Reproduce every line of the records below verbatim, from the first line to the last, changing nothing.

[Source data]

■ ■ ■ ■ ■ ■ ■

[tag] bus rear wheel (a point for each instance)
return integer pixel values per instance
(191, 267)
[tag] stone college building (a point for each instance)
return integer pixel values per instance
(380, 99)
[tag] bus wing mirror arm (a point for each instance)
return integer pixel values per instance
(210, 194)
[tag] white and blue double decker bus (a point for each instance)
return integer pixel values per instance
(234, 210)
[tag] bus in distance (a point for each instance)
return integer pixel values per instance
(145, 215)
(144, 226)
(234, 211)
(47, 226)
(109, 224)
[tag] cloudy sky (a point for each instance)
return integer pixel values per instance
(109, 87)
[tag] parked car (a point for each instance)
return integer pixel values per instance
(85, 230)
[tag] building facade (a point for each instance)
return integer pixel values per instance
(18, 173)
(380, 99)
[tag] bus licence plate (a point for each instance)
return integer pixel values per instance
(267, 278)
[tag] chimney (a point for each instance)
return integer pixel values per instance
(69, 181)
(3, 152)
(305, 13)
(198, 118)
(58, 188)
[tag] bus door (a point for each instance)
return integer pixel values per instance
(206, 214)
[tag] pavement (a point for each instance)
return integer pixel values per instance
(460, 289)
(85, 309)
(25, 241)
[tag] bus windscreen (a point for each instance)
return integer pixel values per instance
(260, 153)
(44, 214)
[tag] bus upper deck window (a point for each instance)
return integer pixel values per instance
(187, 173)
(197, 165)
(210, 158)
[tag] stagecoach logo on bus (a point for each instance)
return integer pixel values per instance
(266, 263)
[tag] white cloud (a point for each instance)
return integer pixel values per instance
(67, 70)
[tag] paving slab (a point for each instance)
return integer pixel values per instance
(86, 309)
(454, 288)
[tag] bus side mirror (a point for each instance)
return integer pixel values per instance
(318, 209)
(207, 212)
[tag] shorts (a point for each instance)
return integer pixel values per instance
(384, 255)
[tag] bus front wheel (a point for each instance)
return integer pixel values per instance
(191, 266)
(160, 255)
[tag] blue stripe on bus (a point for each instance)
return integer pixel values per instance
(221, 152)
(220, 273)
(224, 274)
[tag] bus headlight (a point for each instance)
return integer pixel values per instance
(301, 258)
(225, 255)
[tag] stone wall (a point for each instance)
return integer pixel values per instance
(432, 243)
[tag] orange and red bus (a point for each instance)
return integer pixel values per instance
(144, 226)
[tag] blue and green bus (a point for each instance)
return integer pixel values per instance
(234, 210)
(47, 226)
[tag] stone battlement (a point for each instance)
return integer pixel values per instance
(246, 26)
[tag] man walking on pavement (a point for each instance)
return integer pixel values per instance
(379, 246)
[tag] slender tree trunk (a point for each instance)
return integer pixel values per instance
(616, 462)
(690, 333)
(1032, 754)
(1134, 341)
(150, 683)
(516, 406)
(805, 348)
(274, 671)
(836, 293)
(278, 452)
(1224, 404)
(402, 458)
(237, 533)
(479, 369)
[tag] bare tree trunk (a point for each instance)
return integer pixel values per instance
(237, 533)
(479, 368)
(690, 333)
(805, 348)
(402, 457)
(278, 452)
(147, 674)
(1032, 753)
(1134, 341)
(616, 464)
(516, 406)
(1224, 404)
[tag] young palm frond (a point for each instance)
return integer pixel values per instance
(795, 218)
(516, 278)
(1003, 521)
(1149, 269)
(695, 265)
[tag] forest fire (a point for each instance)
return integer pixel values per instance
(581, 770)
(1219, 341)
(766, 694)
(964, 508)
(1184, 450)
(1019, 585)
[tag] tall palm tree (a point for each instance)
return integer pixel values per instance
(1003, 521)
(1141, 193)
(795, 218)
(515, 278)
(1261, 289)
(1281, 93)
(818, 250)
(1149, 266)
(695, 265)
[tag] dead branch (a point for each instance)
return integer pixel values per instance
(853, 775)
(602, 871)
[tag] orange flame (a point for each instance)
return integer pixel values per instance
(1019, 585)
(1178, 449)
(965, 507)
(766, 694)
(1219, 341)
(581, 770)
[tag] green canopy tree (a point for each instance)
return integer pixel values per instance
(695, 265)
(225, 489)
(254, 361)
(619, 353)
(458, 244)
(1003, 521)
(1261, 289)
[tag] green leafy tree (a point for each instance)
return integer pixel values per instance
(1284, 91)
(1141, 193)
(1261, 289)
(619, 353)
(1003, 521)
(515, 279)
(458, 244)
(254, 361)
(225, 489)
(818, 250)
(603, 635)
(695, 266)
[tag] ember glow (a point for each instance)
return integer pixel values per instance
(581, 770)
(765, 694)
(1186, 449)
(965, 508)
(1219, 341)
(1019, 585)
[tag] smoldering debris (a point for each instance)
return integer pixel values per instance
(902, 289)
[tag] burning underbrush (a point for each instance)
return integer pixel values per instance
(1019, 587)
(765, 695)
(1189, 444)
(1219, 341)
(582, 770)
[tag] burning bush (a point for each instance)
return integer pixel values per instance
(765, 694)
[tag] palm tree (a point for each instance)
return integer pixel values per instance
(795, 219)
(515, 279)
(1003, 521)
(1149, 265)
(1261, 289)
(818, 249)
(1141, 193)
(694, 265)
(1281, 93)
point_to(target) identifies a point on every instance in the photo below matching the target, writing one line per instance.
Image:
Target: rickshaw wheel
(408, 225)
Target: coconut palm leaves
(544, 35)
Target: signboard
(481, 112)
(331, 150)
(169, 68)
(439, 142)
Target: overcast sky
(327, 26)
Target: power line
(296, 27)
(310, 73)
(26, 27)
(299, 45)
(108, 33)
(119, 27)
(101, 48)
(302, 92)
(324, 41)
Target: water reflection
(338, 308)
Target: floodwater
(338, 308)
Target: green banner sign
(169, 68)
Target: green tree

■ ■ ■ ■ ■ ■ ■

Task answer>
[tag] bus rear wheel (a point for each instance)
return integer pixel values per instance
(191, 267)
[tag] stone college building (a point for each instance)
return integer pixel values per instance
(380, 99)
[tag] bus wing mirror arm (a point for each instance)
return integer pixel values per instance
(210, 194)
[tag] white and blue double decker bus (a point for each instance)
return integer pixel values per instance
(234, 210)
[tag] bus in distance (a point for each instance)
return integer pixel values per instance
(145, 215)
(144, 226)
(234, 211)
(47, 226)
(109, 224)
[tag] cloudy sky (a point for each instance)
return integer pixel values per instance
(109, 87)
[tag] parked car (a point for each instance)
return integer pixel values per instance
(85, 230)
[tag] building facade (a point for each instance)
return integer pixel values per instance
(18, 173)
(380, 99)
[tag] bus licence plate (a point for each instance)
return integer pixel values per instance
(267, 278)
[tag] chimney (a point for each instance)
return integer pixel values per instance
(69, 181)
(3, 152)
(305, 13)
(198, 118)
(58, 188)
[tag] bus door (a point for each instance)
return integer pixel values per instance
(206, 214)
[tag] pavement (a point for each instance)
return integer pixel values per instance
(460, 289)
(85, 309)
(25, 241)
[tag] bus windscreen (a point for each instance)
return integer pixel values per instance
(260, 153)
(44, 214)
[tag] bus upper deck window (a point for each instance)
return integer pixel values per instance
(187, 173)
(197, 165)
(210, 158)
[tag] stagecoach logo on bus (a point for each instance)
return integer pixel values per instance
(266, 263)
[tag] white cloud (a point for each instance)
return integer pixel values per instance
(67, 70)
[tag] paving slab (a point for each instance)
return integer pixel values per instance
(86, 309)
(454, 288)
[tag] bus side mirror (a point for each instance)
return integer pixel values per instance
(318, 209)
(207, 212)
[tag] shorts (a point for each instance)
return integer pixel values per instance
(384, 255)
[tag] bus front wheel (a point for each instance)
return integer pixel values per instance
(191, 266)
(160, 255)
[tag] blue stripe on bus (a point for each instance)
return integer pixel values per instance
(221, 152)
(220, 273)
(224, 274)
[tag] bus headlight (a point for each instance)
return integer pixel values per instance
(301, 258)
(225, 255)
[tag] stone wall (a point for each instance)
return integer pixel values per instance
(432, 243)
[tag] orange and red bus (a point for each instance)
return integer pixel values per instance
(144, 226)
[tag] blue and green bus (a point for each instance)
return integer pixel values per instance
(234, 210)
(47, 226)
[tag] stone battlement (a point for each instance)
return integer pixel values per instance
(246, 26)
[tag] man walking on pavement (a point for each instance)
return integer pixel values per instance
(379, 246)
[tag] slender tree trunk (a point for each instance)
return integer pixel values per instance
(616, 462)
(690, 333)
(1032, 754)
(1134, 341)
(150, 683)
(516, 406)
(805, 348)
(274, 671)
(836, 293)
(278, 452)
(1224, 404)
(402, 458)
(237, 533)
(479, 369)
[tag] bare tree trunk (a point for each instance)
return integer pixel values per instance
(237, 533)
(479, 368)
(690, 333)
(805, 348)
(402, 457)
(278, 452)
(147, 674)
(1032, 753)
(1134, 341)
(616, 464)
(516, 406)
(1224, 404)
[tag] young palm frond (a point for each instance)
return integer pixel values per instance
(795, 218)
(516, 278)
(1003, 521)
(1149, 269)
(695, 265)
[tag] forest fire (a point for each instance)
return integer pixel values per instance
(581, 770)
(1219, 341)
(766, 694)
(964, 508)
(1184, 450)
(1019, 585)
[tag] tall palm tree (a point for each instance)
return integer pixel values per instance
(1003, 521)
(1141, 193)
(795, 218)
(515, 278)
(1261, 289)
(1281, 93)
(818, 250)
(1149, 266)
(695, 265)
[tag] dead branch (a point for each instance)
return integer pixel values per instance
(853, 775)
(602, 871)
[tag] orange flame (a point for each instance)
return integer pixel values per instance
(1019, 585)
(1178, 449)
(965, 507)
(766, 694)
(1219, 341)
(581, 770)
[tag] green canopy tree (a point for each instance)
return integer pixel values per instance
(695, 265)
(225, 489)
(254, 361)
(619, 353)
(458, 244)
(1003, 521)
(1261, 289)
[tag] green leafy tree (a point for each instance)
return integer pixel values per instance
(1284, 91)
(1141, 193)
(1261, 289)
(619, 353)
(1003, 521)
(515, 279)
(458, 244)
(254, 361)
(225, 489)
(818, 250)
(603, 635)
(695, 266)
[tag] ember glow (a point for each instance)
return integer pixel values per instance
(581, 770)
(765, 694)
(1186, 449)
(965, 508)
(1219, 341)
(1019, 585)
[tag] smoldering debris (a point for each instance)
return integer pixel values per instance
(902, 289)
[tag] burning underbrush (a point for each instance)
return integer pixel values per instance
(1019, 587)
(765, 695)
(1189, 444)
(1219, 341)
(582, 770)
[tag] burning bush (a point for each instance)
return integer pixel values per instance
(765, 694)
[tag] palm tree (a point for each instance)
return integer pixel values per instance
(795, 219)
(515, 279)
(1003, 521)
(1149, 265)
(1261, 289)
(818, 249)
(1141, 193)
(694, 265)
(1281, 93)
point_to(target) identifies a point on every instance in the photo below matching the target, writing one line per instance.
Image:
Target: rickshaw wheel
(408, 225)
Target: coconut palm leaves
(544, 35)
Target: signboard
(481, 112)
(331, 150)
(169, 68)
(439, 142)
Target: overcast sky
(327, 26)
Target: power line
(296, 27)
(310, 73)
(26, 27)
(299, 45)
(108, 33)
(119, 27)
(101, 48)
(302, 92)
(324, 41)
Target: water reflection
(338, 308)
Target: floodwater
(338, 308)
Target: green banner sign
(169, 68)
Target: green tree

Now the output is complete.